• [DESCRIPTION OF THE TASK]:
Starting at the line containing "Target: stadium floodlight" and ending at the end of the records, reproduce the lines with "stadium floodlight" renamed to "stadium light tower" and nothing else altered.

══════

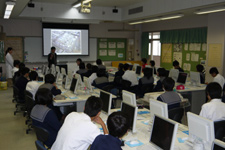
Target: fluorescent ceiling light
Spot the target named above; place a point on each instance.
(210, 10)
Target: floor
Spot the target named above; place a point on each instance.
(12, 128)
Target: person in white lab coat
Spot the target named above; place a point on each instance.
(9, 65)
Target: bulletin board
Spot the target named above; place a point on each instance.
(188, 55)
(111, 49)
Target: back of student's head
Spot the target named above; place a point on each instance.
(49, 78)
(175, 63)
(98, 61)
(118, 124)
(16, 63)
(33, 75)
(213, 70)
(93, 106)
(214, 90)
(168, 84)
(43, 96)
(82, 65)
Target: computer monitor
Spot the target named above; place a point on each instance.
(218, 145)
(138, 70)
(200, 129)
(107, 101)
(182, 77)
(195, 78)
(129, 98)
(131, 111)
(158, 108)
(174, 74)
(163, 133)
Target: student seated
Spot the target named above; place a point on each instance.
(50, 84)
(161, 73)
(130, 75)
(33, 85)
(16, 64)
(78, 130)
(214, 109)
(200, 69)
(216, 76)
(100, 65)
(21, 83)
(176, 65)
(170, 97)
(118, 125)
(43, 116)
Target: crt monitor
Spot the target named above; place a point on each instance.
(182, 77)
(158, 108)
(163, 133)
(129, 98)
(107, 101)
(131, 111)
(200, 129)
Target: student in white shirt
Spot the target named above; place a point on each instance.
(33, 85)
(217, 77)
(214, 109)
(78, 131)
(130, 75)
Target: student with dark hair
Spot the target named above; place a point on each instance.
(118, 125)
(170, 97)
(21, 83)
(43, 116)
(50, 84)
(78, 130)
(33, 85)
(215, 109)
(161, 73)
(176, 65)
(216, 76)
(200, 69)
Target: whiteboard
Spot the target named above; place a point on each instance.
(33, 48)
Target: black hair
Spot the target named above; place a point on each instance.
(152, 62)
(98, 61)
(200, 68)
(161, 72)
(25, 70)
(16, 62)
(144, 60)
(118, 124)
(43, 96)
(214, 90)
(49, 78)
(33, 75)
(168, 84)
(82, 65)
(94, 69)
(213, 70)
(126, 66)
(147, 72)
(175, 63)
(93, 106)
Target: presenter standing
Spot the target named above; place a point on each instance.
(52, 57)
(9, 65)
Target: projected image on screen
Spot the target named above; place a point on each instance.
(66, 41)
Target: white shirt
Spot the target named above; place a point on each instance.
(219, 79)
(213, 110)
(130, 76)
(32, 87)
(76, 133)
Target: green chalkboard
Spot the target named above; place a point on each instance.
(112, 49)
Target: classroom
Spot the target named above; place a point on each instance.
(115, 32)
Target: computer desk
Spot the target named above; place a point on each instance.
(143, 132)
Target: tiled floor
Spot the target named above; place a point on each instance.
(12, 128)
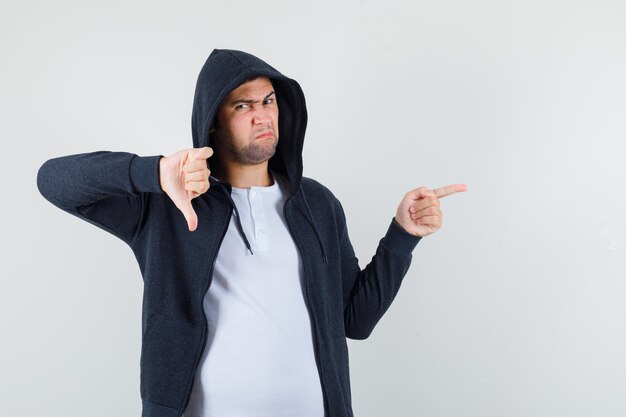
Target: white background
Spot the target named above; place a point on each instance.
(516, 307)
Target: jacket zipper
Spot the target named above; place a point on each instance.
(206, 324)
(312, 313)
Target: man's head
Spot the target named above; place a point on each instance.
(245, 129)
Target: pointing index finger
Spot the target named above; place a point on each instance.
(449, 189)
(202, 153)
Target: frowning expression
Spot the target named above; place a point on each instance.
(246, 131)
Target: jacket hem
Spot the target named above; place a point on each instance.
(151, 409)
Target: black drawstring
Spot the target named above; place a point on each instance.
(237, 218)
(309, 217)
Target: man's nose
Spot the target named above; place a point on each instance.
(260, 116)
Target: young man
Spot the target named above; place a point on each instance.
(251, 285)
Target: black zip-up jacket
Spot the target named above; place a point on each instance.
(120, 192)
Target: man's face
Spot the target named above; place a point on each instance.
(247, 132)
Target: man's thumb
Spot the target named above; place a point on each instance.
(190, 214)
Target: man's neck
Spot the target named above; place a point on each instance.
(245, 176)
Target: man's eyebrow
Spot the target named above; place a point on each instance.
(249, 100)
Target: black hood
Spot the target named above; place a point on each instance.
(225, 70)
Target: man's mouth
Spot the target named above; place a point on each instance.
(264, 135)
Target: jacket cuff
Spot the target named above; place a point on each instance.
(144, 173)
(399, 240)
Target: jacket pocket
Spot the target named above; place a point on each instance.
(168, 357)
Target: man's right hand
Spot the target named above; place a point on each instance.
(184, 176)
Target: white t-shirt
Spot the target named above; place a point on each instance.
(259, 359)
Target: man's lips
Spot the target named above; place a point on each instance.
(265, 135)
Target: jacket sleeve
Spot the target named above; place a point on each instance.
(104, 188)
(368, 293)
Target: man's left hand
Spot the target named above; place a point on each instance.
(419, 212)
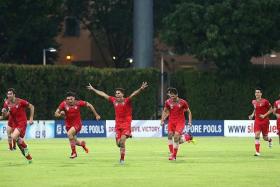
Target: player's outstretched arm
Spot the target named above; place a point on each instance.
(32, 109)
(190, 117)
(136, 92)
(59, 113)
(252, 115)
(98, 92)
(90, 106)
(164, 115)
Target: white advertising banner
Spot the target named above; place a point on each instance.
(139, 128)
(245, 128)
(39, 130)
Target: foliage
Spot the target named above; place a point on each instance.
(45, 87)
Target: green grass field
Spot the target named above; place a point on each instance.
(213, 162)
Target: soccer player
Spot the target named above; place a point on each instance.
(261, 112)
(175, 108)
(10, 129)
(14, 108)
(123, 114)
(276, 112)
(70, 109)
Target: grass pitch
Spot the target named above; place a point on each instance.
(217, 161)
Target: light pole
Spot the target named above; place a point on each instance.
(51, 49)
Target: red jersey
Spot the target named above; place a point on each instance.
(277, 106)
(17, 111)
(176, 110)
(261, 107)
(123, 111)
(72, 113)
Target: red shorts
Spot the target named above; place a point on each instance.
(21, 126)
(262, 127)
(176, 127)
(77, 128)
(278, 126)
(123, 131)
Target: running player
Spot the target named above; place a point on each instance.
(261, 112)
(70, 109)
(15, 108)
(123, 114)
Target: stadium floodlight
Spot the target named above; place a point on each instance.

══════

• [EXERCISE OUTPUT]:
Target: stadium light tower
Spot the target named above; place a point on each instance.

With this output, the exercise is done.